* _Page excerpt_
——————————
Nearly 25% of millennial home buyers admit lying on mortgage application: Survey

Sep 10 2019, 2:22 pm

Nearly a quarter of Canadian millennials — 23% — admit to inflating their annual income when applying for a mortgage, according to a new Equifax survey on mortgage fraud.

According to Equifax, mortgage fraud is defined as when someone – you, a mortgage broker or agent, a real estate agent or a lawyer – misrepresents, lies or exaggerates information to obtain a mortgage that would not have been granted if the truth had been told.

19% of millennials — defined by the survey as those aged 18 to 34 — also admitted to not being entirely truthful on credit or loan applications.  In many cases, young people inflated their income in order to qualify for something that would normally not be within reach financially.

“It’s concerning that so many younger adults we surveyed believe it’s OK to inflate their income to purchase the home they want,” said Julie Kuzmic, Director of Consumer Advocacy at Equifax Canada.

The housing woes of millennials should come as no surprise, however, given that low wages and an increasing housing prices act as tough waters for any potential home owners.

16% of those surveyed also said they think mortgage fraud is a victimless crime (a legal offence to which all parties consent and no party is injured); and that number was higher among millennials surveyed, at 23%.
——————————
* _Prompt 1_
In the article on the mortgage fraud survey, what age range defines millennials?
* _Prompt 2_
Carry on the article about the millennial mortgage fraud survey from the point where it stops.
The data that comes next is separate from the article.

* _Dataset content_
——————————
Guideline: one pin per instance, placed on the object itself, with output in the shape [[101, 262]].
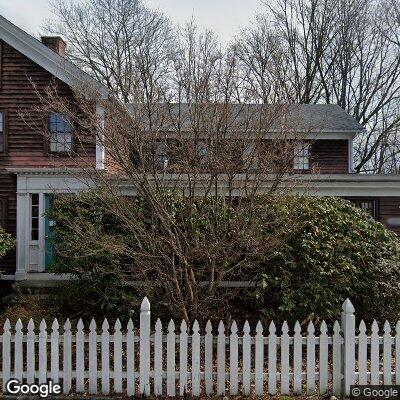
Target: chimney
[[55, 43]]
——————————
* _Written reply 1_
Those aged 18 to 34.

* _Written reply 2_
“What some may see as a little white lie during the mortgage application process could have legal consequences or become a very hard lesson for people to learn if they cannot keep up with their mortgage payments,” said Kuzmic.

Although they say ignorance is bliss, this may not be the case when it comes to housing and credit, because when it comes to knowing their credit scores, only 40% of respondents said they knew what their credit score was today.

In addition, 60% of survey respondents admitted to not checking their credit scores prior to approaching a lender to secure a mortgage.

When it comes to mortgages, honesty is the best policy, and so is knowing your credit score, says Kuzmic.

“If a person knows their credit scores are low, then they should take the time to establish good credit behaviour before going to see a mortgage lender.”

The survey was conducted with a representative sample of 1,545 Canadians from across the country, with a margin of error of +/- 2.5 .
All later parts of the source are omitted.